> _Work instructions_:
(1) In the engine forum thread, what value are the idle BLM's pegged at?
(2) From the final post in the engine forum thread, list every improvement the writer reports since the head gasket work.
(3) Extend the engine forum thread beyond its last post.

** Start Source extract **

This miss and the high idle are all that are stopping me from getting this thing back on the road.
 

darkred87T

Active Member
Did the head gasket. I brought the head down to a machinist who said it was warped and replained it. You would think that would have had SOMETHING, at least SOMETHING to do with why it won't idle. Nope, same thing no change.

I
 

turbojimmy

Supporting Member
Did the head gasket. I brought the head down to a machinist who said it was warped and replained it. You would think that would have had SOMETHING, at least SOMETHING to do with why it won't idle. Nope, same thing no change.

I

I drove it and it's vastly improved over the way it was before.

Do yourself a favor and just sell it. You will never be happy with it.

Jim
 

darkred87T

Active Member
I can't sell it. It's not worth anything the way it is.

It's still getting air from somewhere. Idle BLM's are pegged at 160 as usual.

I'm going to do a compression test on that left bank again. Before, I was getting lower compression on that side than the right side. It might be the same.
 

darkred87T

Active Member
Actually, as a serious update it does run alot better. It's not just my imagination this time. It starts right away as opposed to turning over and over before. The RPM's don't wander up to 1200 everytime I start it anymore. The idle is smoother however it's still not quite right. It's a little rough and has a slight hesitation and flat spot.

** End Source extract **
** Start Provided material **

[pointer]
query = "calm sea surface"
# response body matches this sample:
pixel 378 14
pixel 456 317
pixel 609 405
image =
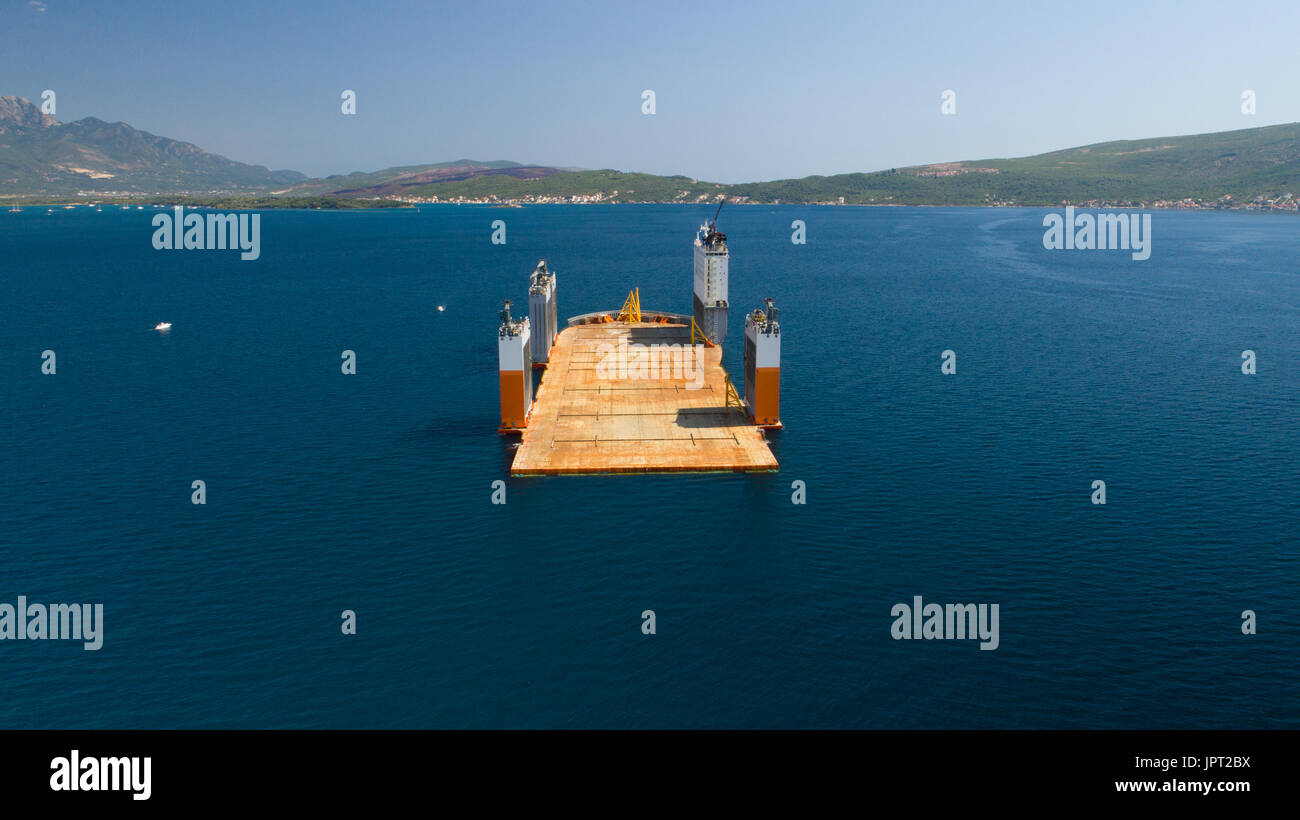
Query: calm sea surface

** End Provided material **

> _Expected answers_:
(1) 160

(2)
- It starts right away instead of turning over and over.
- The RPM's no longer wander up to 1200 every time it starts.
- The idle is smoother.

(3)
This does prove that it was an air problem and I cleaned up most of it. It still has some of the old symtoms on a lighter scale which tells me it's still getting air from somewhere.

The only thing I can think of is that the other head is warped and or has a bad head gasket also or something is still screwy with the side I fixed.

I hope this helps other frustrated "rough idle" Buick owners up to this point.
 

1turbo6

Member
I have had the same problem since I bought my car, high blm's (140) at idle and had a serious knock problem until I added alky. but the car idles rough, misses if you hold it around 15-1800 rpm. I swapped in a rebuilt engine and it still idles the same and is still lean at cruise. the only parts I reused are throttle body upper plenum and crank sensor. I'm not sure if a bushing in the throttle body can be causing this or not, or possibly the stock intercooler. the car runs great off idle but I feel like the alky is just masking a problem.
 

turbojimmy

Supporting Member
I have had the same problem since I bought my car, high blm's (140) at idle and had a serious knock problem until I added alky. but the car idles rough, misses if you hold it around 15-1800 rpm. I swapped in a rebuilt engine and it still idles the same and is still lean at cruise. the only parts I reused are throttle body upper plenum and crank sensor. I'm not sure if a bushing in the throttle body can be causing this or not, or possibly the stock intercooler. the car runs great off idle but I feel like the alky is just masking a problem.

That's exactly what his car did/does. It seems to run decent to me (12.0 in the 1/4 isn't too shabby given his mods) but there is something 'funny' about the knock. Without alky it will knock at very low boost levels, at least according to the gauge. I don't know if it's real or something is banging on the block causing it to false knock. His DP is hitting the floor so that might be it. But if that were the case the alky wouldn't make it go away.

Jim
 

VadersV6

Active Member
9 times out of 10, a rough idle/high blm issue, is a vacuum leak/leaks.
Check the condition of all your hoses.
Do you have the stamped steel intake gasket? Get rid of it and install a 1 piece felpro gasket, with "the right stuff" sealant.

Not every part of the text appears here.